* [STATED PROBLEM 1]
Answer these questions about the text on test automation tools:
(a) Which tool does the text call the mother of all tools for this kind of test automation?
(b) In what language is "stakeout" written, and on which operating system does it only run?
(c) Besides TDD, which two file types does the text mention automatically rebuilding and displaying on each save?
* [STATED PROBLEM 2] From the text on test automation tools, extract the passage that opens with the words containing "The mother of" and closes with "works very well).", copying it word for word.
* [STATED PROBLEM 3] Condense the paragraph of the text on test automation tools that begins "The mother of all tools" into a shorter version that keeps its main facts.

* [TEXT EXTRACT]
>> Begin

The mother of all tools for this kind of test automation is of course rubys ZenTest which is so good, because it not only re-runs your tests whenever you change a file, but also really understands the structure of the source, and therefore can for example randomize the order in which your tests are run. This is just great for finding brittle tests that depend on each other. It has other features too, for example allowing you to run just those tests that are affected by a specific change (I have no Idea how they solved the halting problem to do that, but apparently it works very well).

For other languages I havent yet found such an intricate tool yet (I'd love to hear from whoever knows something!) - however there are multiple tools around that just let you run a specific command whenever some file changes in a hierarchy.

Here's some examples:

  • My coworker Felix Schwarz wrote a python tool that we use internally to develop the Scrum tool Agilo. It is great because you don't have to restart it when new files are added to the project. It is currently hosted on my website
  • The Pragmatic Programmers have two tools there. First "stakeout", which is written in ObjC using kqueue. It is great because it lets the kernel notify it of file changes which gives the best possible feedback time, but also only runs on Mac OS X. Second "stakeout.rb" is written in Ruby, so it runs everywhere, but its also much simpler and doesn't deal with added or removed files. It runs anywhere though. :)
  • Then there is atchange.sh by Jeff Haemer which is written in Perl and is even simpler though.

Of course, keep in mind that there are many more uses for this type of program, besides just TDD you can for example use it to automatically rebuild and display a Markdown or LaTeX file each time you save it.

>> End

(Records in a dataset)
>> Begin

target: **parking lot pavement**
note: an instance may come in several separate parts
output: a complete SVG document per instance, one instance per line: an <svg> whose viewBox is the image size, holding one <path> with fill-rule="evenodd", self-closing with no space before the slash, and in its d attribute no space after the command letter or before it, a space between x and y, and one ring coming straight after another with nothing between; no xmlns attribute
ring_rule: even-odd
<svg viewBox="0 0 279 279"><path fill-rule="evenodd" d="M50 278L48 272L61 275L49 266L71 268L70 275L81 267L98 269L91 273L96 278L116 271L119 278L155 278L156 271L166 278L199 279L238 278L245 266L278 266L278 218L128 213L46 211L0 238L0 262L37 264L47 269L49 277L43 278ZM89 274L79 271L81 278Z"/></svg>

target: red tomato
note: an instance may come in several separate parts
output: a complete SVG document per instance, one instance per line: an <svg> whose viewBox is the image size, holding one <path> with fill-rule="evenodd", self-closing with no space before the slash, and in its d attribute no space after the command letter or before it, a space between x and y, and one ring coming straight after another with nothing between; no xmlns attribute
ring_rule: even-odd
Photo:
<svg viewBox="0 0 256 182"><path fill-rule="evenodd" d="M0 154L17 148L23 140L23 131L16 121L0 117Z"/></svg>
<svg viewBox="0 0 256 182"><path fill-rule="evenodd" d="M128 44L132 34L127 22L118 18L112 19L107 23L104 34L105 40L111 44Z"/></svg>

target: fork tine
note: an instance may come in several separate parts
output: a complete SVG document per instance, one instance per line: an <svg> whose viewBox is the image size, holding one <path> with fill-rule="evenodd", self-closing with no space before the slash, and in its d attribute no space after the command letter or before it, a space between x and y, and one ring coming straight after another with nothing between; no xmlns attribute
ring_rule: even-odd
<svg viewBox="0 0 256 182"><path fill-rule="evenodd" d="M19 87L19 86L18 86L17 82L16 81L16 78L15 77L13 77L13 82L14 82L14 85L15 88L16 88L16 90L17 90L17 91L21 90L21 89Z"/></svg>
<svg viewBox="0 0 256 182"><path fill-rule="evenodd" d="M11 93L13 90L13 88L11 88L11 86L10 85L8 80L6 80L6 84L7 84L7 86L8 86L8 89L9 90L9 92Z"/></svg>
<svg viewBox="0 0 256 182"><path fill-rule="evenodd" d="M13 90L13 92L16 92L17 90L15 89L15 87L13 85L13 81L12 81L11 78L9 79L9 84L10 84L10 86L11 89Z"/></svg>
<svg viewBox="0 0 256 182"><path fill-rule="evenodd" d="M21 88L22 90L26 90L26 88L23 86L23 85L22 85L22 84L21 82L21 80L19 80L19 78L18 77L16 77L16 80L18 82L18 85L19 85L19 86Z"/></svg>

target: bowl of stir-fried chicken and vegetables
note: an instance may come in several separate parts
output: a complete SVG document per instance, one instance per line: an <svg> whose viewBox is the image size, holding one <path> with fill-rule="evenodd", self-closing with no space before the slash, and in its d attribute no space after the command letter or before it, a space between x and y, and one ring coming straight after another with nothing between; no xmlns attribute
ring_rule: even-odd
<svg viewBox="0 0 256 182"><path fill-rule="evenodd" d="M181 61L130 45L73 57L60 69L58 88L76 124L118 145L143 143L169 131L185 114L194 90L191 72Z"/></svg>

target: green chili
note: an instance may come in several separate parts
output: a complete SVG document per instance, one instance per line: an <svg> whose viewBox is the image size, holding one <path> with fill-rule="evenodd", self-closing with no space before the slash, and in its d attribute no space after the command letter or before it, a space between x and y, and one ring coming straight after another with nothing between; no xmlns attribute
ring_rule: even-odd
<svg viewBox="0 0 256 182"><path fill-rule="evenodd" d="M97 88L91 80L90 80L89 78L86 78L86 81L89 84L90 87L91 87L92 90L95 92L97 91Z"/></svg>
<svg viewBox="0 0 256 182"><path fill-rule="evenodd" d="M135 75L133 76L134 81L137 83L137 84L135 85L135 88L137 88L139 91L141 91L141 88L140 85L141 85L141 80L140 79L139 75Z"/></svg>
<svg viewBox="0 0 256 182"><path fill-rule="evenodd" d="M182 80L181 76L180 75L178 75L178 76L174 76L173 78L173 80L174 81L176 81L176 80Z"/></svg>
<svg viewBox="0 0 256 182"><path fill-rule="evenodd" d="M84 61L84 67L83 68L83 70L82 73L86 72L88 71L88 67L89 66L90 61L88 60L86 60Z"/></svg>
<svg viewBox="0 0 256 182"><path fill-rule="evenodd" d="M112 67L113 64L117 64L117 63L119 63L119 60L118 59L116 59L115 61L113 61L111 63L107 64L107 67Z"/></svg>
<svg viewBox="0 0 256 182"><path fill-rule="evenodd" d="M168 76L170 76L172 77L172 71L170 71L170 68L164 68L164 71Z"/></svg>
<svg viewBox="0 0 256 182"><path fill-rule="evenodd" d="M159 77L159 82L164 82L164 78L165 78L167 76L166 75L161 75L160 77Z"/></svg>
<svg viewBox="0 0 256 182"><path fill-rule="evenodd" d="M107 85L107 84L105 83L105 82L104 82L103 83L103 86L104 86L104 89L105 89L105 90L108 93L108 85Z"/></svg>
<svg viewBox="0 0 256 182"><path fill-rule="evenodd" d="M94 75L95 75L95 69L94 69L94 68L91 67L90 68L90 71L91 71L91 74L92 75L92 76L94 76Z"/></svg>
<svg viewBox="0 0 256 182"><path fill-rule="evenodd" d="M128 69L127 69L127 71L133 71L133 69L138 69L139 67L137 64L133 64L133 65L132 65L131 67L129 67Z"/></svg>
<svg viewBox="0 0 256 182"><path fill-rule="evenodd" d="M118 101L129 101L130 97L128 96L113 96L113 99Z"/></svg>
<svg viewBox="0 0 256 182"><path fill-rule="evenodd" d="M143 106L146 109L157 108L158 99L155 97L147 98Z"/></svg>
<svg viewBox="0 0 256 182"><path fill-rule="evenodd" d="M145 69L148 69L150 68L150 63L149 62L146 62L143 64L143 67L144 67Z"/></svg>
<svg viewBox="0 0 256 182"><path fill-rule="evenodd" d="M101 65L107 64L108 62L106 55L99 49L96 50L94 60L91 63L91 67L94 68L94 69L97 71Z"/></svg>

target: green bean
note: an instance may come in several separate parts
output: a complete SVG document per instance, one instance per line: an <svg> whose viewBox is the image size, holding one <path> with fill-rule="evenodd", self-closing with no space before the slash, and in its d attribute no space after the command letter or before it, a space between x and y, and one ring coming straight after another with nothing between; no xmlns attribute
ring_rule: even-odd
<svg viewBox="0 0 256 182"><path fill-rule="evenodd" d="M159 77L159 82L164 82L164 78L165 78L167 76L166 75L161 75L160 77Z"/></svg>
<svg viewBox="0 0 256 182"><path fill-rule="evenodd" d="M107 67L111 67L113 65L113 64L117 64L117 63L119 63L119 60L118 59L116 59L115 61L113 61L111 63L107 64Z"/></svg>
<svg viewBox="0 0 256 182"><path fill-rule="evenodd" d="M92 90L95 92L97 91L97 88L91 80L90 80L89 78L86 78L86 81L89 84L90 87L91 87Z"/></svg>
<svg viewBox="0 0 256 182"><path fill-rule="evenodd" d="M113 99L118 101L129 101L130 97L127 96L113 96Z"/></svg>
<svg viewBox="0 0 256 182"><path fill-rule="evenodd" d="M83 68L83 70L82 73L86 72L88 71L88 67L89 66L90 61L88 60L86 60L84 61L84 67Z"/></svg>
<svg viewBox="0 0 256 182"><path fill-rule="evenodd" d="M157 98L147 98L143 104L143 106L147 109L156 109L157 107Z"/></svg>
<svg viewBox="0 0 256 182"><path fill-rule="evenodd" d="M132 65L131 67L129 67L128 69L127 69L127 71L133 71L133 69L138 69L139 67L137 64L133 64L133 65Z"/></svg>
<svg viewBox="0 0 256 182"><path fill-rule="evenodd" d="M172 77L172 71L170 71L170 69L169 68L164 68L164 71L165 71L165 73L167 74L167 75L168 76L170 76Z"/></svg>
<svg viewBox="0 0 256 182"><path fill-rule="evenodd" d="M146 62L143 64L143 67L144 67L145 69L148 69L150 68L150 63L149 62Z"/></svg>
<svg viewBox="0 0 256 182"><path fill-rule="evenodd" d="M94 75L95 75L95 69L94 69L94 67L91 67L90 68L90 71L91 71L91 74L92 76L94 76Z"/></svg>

>> End

* [REPLY 1]
(a) Ruby's ZenTest.
(b) It is written in ObjC and only runs on Mac OS X.
(c) Markdown and LaTeX files.

* [REPLY 2]
The mother of all tools for this kind of test automation is of course rubys ZenTest which is so good, because it not only re-runs your tests whenever you change a file, but also really understands the structure of the source, and therefore can for example randomize the order in which your tests are run. This is just great for finding brittle tests that depend on each other. It has other features too, for example allowing you to run just those tests that are affected by a specific change (I have no Idea how they solved the halting problem to do that, but apparently it works very well).

* [REPLY 3] Ruby's ZenTest re-runs tests whenever a file changes. It also understands the structure of the source, so it can randomize the order of tests and expose brittle tests that depend on each other. It can also run only the tests affected by a specific change.